- Trecho da página -
Gênesis 2:18-25 descreve de uma forma gráfica a criação da primeira mulher realizada por Deus. Começa com uma declaração marcante do Criador: “Não é bom que o homem esteja só”. A negativa “não é bom” é enfática. Até então Deus fizera tudo bom; Ele pronunciou Sua bênção sobre toda Sua criação. Aqui, pela primeira vez, encontramos que algo está faltando. Sem companhia feminina e uma parceira para a reprodução, o homem não podia realizar totalmente sua humanidade. Dessa necessidade surge a criação da mulher que será companheira e esposa de Adão.

A criação da mulher em Gênesis 2 tem conseqüências de longo alcance. Ela estabelece a fundamentação para três áreas importantes no relacionamento de um esposo e uma esposa dentro do casamento:

  1. A mulher como uma auxiliadora idônea para o homem.
  2. A mulher feita por Deus como Seu trabalho manual especial.
  3. A mulher feita para ser uma com o homem.

“Disse mais o SENHOR Deus: Não é bom que o homem esteja só; far-lhe-ei uma auxiliadora que lhe seja idônea. Havendo, pois, o SENHOR Deus formado da terra todo o animal do campo, e toda a ave dos céus, os trouxe a Adão, para este ver como lhes chamaria; e tudo o que Adão chamou a toda a alma vivente, isso foi o seu nome. E Adão pôs os nomes a todo o gado, e às aves dos céus, e a todo o animal do campo; mas para o homem não se achava auxiliadora que lhe fosse idônea. Então, o SENHOR Deus fez cair um sono pesado sobre Adão, e este adormeceu; e tomou uma das suas costelas, e cerrou a carne em seu lugar. E da costela que o SENHOR Deus tomou do homem, formou uma mulher, e trouxe-a a Adão. E disse Adão: Esta é agora osso dos meus ossos, e carne da minha carne; chamar-se-á varoa, porquanto do varão foi tomada. Por isso, deixa o homem pai e mãe e se une à sua mulher, tornando-se os dois uma só carne”. Gênesis 2:18-24

Com a ajuda de Deus, desejamos considerar os temas acima referidos:

  1. A mulher como uma auxiliadora idônea para o homem

A criação de Eva por Deus está colocada dentro do contexto da história da criação. A primeira parte desta história é a preparação do homem para a chegada da mulher. Adão foi feito à imagem de Deus. Ele foi preenchido com a glória dada inicialmente por Deus. E, contudo, Deus mostrou para Adão que, em toda a ordem criada, com toda sua variedade, não havia nenhuma criatura adequada para ser sua companheira.

- Registros -
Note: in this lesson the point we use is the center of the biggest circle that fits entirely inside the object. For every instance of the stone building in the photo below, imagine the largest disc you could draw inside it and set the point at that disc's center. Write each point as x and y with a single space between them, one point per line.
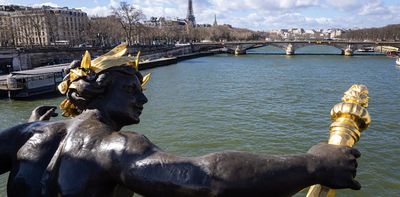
46 25
6 32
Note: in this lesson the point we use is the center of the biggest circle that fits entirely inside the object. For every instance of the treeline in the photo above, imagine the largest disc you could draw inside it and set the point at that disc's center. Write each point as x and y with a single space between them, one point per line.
387 33
126 24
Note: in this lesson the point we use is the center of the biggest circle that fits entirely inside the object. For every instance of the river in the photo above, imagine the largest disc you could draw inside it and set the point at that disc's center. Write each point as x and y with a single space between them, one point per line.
267 104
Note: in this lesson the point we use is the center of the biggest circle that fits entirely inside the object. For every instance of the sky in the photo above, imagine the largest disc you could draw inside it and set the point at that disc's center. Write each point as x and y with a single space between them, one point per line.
262 15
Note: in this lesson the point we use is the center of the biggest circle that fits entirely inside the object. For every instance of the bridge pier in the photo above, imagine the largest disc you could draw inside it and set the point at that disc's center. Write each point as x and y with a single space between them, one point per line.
290 50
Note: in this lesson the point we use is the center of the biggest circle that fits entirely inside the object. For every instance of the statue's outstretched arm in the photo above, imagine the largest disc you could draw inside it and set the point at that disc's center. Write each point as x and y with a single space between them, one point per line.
42 113
157 173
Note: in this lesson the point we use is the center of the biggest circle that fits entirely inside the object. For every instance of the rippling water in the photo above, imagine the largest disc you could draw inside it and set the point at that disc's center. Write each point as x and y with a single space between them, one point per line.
270 104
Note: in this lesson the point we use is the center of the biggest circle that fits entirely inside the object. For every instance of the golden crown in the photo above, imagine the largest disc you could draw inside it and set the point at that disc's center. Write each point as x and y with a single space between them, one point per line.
113 58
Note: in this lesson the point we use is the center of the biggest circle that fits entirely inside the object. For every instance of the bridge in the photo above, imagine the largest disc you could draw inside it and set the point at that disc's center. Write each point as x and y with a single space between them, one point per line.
290 47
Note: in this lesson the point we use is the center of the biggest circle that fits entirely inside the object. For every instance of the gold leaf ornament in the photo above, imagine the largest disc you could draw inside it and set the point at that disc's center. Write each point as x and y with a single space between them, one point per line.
113 58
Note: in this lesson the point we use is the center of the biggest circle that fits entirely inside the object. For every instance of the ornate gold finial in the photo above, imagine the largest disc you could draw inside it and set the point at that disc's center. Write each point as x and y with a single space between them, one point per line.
357 94
89 67
349 119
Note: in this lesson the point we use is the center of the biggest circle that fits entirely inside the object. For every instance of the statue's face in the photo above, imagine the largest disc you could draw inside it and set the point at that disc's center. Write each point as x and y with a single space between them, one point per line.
127 99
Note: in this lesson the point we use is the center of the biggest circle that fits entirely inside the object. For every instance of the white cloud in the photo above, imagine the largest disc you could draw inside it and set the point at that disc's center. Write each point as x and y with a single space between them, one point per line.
373 8
263 14
346 5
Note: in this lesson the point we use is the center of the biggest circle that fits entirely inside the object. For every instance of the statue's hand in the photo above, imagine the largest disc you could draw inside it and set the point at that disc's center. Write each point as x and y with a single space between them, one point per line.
335 166
42 113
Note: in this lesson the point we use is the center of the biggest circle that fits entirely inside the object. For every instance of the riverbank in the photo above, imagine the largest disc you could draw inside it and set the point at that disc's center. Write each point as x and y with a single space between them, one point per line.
43 80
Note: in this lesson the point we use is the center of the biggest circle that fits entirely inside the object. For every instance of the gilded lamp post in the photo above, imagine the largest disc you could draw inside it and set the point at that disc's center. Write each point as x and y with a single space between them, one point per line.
349 119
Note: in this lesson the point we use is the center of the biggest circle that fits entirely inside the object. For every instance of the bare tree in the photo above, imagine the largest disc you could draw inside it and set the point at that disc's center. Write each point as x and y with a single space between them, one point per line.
130 18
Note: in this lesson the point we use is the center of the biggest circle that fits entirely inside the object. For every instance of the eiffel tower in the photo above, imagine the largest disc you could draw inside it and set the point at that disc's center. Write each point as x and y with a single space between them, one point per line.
190 16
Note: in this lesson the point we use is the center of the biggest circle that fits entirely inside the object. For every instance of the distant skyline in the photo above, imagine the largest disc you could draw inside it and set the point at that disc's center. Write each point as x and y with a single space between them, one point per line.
263 15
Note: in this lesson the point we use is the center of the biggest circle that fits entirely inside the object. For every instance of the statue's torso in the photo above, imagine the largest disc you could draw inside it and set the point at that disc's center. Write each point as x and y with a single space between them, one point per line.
67 159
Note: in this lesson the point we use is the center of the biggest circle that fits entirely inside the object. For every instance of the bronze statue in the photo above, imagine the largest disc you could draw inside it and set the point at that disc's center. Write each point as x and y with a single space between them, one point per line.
89 155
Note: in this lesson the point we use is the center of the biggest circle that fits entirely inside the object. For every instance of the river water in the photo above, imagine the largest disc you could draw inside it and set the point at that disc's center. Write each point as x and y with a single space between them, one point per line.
267 104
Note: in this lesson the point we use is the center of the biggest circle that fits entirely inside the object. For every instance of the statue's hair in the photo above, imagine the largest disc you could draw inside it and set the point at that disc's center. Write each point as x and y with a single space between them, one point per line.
84 90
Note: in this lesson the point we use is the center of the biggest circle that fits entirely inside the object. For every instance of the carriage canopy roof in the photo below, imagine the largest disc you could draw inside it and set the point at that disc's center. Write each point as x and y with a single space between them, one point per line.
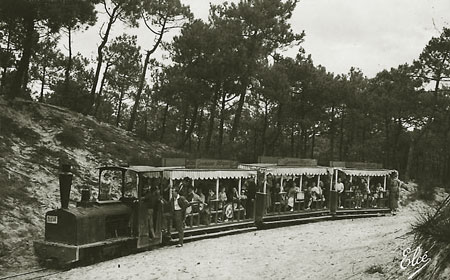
367 172
276 170
203 174
151 171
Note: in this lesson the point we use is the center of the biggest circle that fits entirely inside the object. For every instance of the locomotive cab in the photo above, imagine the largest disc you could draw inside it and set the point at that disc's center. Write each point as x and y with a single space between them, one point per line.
123 216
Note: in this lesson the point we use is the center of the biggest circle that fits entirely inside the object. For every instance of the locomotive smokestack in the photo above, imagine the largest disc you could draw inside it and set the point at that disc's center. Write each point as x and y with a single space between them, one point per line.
65 184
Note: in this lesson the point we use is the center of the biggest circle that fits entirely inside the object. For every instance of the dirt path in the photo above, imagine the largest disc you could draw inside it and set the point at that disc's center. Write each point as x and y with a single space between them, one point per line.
343 249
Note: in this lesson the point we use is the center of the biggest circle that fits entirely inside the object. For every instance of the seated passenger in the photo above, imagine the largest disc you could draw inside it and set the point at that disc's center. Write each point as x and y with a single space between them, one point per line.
291 198
193 197
222 197
358 197
308 197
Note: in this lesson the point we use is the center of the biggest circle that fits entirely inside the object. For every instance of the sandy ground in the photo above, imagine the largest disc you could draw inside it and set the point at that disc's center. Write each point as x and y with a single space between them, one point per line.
342 249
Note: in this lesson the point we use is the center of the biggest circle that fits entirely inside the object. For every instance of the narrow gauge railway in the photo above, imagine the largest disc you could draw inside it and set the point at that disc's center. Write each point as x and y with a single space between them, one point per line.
130 211
32 274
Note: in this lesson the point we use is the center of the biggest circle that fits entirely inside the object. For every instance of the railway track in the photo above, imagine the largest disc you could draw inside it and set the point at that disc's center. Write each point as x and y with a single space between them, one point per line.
32 274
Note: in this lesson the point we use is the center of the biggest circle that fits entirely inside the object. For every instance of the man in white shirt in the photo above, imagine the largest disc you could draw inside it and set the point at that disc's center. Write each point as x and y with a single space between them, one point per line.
178 207
339 187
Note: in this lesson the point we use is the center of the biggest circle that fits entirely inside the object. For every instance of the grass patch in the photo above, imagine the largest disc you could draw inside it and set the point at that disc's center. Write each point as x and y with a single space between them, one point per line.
9 127
432 232
426 189
71 137
375 269
15 188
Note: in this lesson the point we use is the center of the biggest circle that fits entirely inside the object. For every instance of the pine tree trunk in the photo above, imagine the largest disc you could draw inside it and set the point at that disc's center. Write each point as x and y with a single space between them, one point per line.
119 107
112 19
41 95
17 87
100 92
190 128
163 123
221 125
144 72
212 115
237 115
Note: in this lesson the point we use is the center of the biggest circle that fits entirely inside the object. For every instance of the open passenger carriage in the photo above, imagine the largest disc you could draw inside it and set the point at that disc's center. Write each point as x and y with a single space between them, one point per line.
366 186
291 188
220 195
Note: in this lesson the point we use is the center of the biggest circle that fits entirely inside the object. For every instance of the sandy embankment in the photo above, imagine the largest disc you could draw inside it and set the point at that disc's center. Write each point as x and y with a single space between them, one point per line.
343 249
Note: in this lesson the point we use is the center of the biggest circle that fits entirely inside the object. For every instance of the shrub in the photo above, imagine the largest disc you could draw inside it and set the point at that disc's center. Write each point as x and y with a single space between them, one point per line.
375 269
9 127
71 137
432 231
426 189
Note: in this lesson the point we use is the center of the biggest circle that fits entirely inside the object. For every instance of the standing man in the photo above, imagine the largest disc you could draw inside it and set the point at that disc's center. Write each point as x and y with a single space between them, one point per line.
339 187
178 208
395 193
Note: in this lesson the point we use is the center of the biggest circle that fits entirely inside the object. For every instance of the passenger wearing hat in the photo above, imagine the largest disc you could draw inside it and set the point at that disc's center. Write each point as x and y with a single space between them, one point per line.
178 205
184 185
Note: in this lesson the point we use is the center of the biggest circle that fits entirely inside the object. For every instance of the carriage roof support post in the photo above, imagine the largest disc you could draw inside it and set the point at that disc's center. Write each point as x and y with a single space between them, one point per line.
301 182
265 183
123 182
239 186
137 186
331 181
217 188
335 179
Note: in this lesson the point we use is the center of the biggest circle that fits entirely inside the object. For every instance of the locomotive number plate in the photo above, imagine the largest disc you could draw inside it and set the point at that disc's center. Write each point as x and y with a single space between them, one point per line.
52 220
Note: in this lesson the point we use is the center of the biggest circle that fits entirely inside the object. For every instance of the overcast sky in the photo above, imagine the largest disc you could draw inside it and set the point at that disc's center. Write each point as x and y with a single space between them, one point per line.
368 34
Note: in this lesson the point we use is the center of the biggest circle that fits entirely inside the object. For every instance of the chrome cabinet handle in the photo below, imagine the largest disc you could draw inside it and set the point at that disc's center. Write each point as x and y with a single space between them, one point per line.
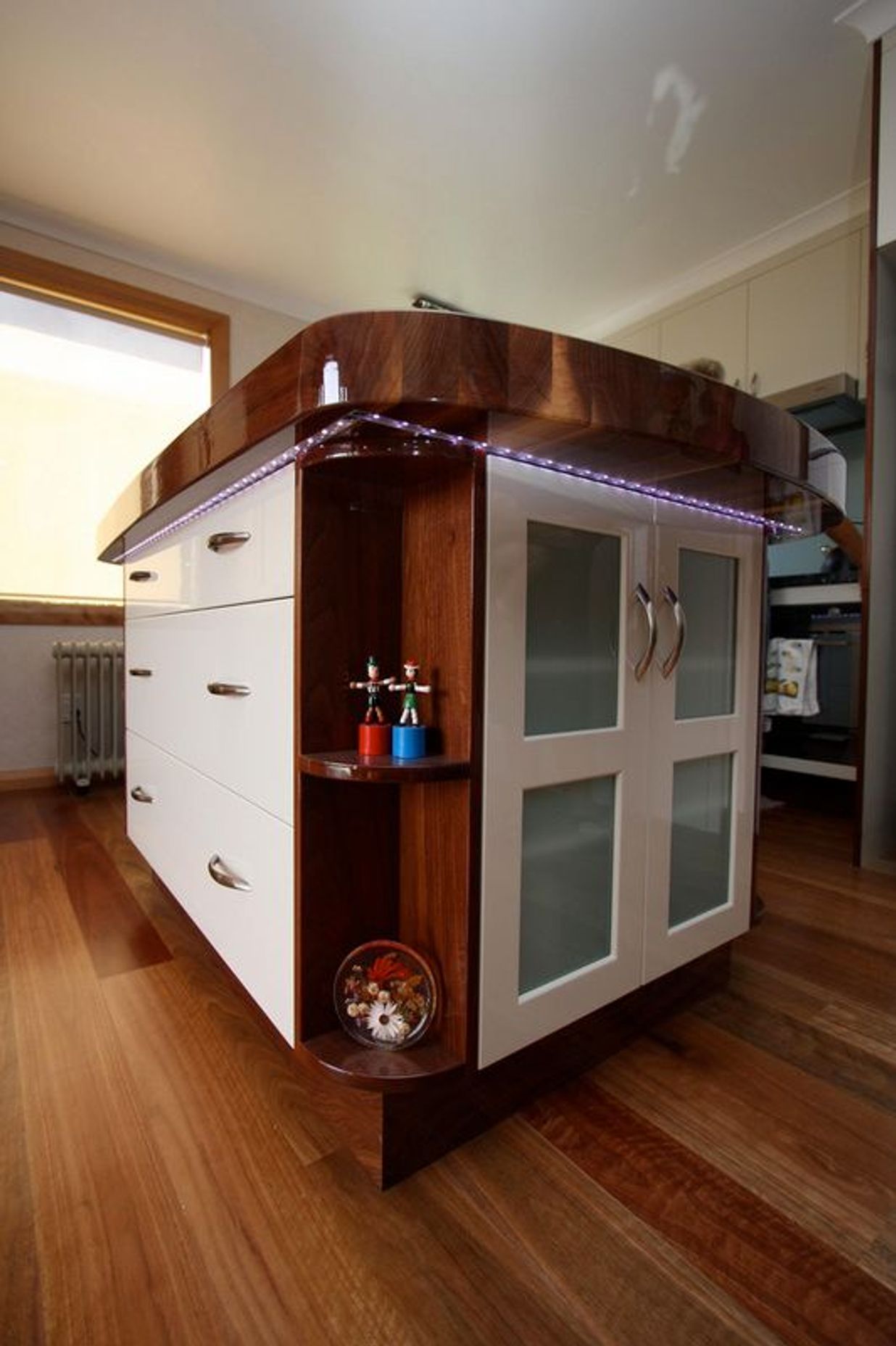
669 664
642 597
223 542
225 877
228 690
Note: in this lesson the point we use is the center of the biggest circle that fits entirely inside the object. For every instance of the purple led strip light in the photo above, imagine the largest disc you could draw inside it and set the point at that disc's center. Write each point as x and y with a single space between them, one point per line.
304 446
586 473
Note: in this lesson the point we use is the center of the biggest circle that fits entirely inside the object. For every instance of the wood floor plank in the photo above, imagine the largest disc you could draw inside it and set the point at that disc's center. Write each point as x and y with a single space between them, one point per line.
113 1262
18 817
116 932
822 1158
858 918
792 1281
861 975
829 1041
623 1281
20 1311
314 1245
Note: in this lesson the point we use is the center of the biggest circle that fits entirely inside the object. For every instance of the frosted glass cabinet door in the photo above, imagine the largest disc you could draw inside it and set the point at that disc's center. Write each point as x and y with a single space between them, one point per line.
564 754
702 737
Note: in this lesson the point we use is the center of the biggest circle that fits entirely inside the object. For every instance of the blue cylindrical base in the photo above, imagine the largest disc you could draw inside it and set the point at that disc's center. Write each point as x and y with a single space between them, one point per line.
408 740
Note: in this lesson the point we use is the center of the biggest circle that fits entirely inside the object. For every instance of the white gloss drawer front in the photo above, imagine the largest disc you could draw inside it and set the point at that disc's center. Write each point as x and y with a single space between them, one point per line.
240 552
215 688
228 863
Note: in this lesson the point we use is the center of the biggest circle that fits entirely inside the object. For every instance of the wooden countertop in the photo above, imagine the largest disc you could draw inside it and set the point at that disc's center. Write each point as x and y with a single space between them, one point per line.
584 407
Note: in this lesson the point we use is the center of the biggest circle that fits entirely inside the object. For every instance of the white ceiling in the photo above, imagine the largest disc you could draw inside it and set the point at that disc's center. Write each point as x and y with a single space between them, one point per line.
552 162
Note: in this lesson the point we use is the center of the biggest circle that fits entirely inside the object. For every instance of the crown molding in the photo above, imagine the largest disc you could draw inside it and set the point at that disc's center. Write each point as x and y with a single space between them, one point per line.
872 18
848 206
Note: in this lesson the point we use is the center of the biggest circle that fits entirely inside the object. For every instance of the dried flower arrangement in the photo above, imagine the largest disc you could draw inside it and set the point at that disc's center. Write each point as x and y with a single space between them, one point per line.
385 995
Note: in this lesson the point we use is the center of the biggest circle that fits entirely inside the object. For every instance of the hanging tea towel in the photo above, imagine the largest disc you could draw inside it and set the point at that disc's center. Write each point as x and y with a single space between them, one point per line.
792 677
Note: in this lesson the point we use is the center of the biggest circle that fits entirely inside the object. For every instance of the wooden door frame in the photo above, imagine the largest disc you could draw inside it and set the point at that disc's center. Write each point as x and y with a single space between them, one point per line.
41 278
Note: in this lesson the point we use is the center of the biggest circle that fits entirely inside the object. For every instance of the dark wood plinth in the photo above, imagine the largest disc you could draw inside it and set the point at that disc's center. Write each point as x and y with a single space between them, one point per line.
394 1134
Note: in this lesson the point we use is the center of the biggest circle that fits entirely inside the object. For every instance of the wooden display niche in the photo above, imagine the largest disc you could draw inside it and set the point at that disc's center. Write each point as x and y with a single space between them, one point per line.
388 849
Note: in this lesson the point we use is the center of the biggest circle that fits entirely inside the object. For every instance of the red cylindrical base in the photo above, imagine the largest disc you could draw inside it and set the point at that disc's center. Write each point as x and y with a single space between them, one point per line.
374 739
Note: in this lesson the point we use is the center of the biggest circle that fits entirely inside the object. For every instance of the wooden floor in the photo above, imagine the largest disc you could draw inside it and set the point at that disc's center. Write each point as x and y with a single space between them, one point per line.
165 1178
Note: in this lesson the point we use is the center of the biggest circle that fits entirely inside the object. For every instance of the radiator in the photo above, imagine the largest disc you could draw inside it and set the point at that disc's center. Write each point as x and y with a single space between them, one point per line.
89 710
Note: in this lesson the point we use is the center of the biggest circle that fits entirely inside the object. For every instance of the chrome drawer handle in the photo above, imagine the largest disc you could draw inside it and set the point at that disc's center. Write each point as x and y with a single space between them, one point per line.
228 690
669 664
225 877
647 606
223 542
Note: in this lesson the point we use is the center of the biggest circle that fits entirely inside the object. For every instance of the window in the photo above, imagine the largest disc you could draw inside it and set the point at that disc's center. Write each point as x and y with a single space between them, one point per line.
94 380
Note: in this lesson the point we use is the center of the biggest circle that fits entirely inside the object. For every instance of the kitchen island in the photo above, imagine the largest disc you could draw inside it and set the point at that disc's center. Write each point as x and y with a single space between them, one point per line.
569 540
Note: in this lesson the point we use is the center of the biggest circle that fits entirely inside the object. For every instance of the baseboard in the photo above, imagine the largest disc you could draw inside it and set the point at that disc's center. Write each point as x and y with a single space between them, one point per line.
34 778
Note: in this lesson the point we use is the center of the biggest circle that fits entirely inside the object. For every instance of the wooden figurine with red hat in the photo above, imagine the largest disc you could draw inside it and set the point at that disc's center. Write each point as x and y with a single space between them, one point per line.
374 735
410 735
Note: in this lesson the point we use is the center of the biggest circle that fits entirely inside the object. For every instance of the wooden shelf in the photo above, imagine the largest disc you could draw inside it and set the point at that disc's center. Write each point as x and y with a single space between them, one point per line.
378 1070
350 766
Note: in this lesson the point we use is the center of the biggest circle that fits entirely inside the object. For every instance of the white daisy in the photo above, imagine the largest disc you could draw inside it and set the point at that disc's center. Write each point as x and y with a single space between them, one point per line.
385 1023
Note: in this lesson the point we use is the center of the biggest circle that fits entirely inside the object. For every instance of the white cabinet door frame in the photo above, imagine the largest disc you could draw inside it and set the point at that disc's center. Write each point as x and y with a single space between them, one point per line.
515 762
686 739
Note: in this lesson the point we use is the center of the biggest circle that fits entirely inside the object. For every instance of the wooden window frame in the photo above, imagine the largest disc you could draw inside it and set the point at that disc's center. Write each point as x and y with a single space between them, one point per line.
69 287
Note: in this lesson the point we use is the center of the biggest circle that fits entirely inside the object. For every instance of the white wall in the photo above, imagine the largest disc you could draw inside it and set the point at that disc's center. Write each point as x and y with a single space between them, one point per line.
28 672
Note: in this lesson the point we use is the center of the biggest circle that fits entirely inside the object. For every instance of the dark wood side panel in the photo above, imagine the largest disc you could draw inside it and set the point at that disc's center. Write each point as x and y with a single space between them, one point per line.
347 885
435 831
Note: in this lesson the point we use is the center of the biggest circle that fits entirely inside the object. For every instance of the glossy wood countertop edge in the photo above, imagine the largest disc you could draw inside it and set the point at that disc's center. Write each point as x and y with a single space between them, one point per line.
588 405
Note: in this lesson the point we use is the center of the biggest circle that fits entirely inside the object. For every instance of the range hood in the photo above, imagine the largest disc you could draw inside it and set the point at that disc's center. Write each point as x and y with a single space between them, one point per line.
828 404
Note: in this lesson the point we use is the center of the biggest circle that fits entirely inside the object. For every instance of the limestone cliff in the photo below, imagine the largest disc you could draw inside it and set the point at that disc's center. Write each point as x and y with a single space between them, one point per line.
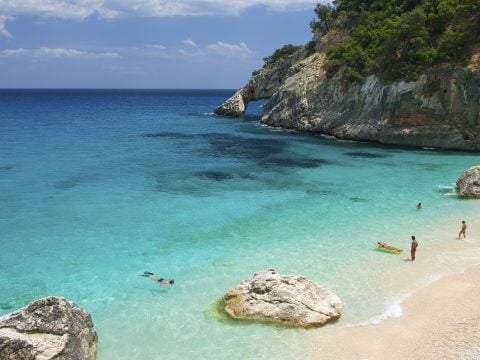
441 109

- Objetivo do exercício -
Você pode editar o trecho do texto sobre a criação da mulher que começa nas palavras "A criação de" e termina em "ser sua companheira.", trocando "chegada" por "vinda"?

- Resposta do problema -
A criação de Eva por Deus está colocada dentro do contexto da história da criação. A primeira parte desta história é a preparação do homem para a vinda da mulher. Adão foi feito à imagem de Deus. Ele foi preenchido com a glória dada inicialmente por Deus. E, contudo, Deus mostrou para Adão que, em toda a ordem criada, com toda sua variedade, não havia nenhuma criatura adequada para ser sua companheira.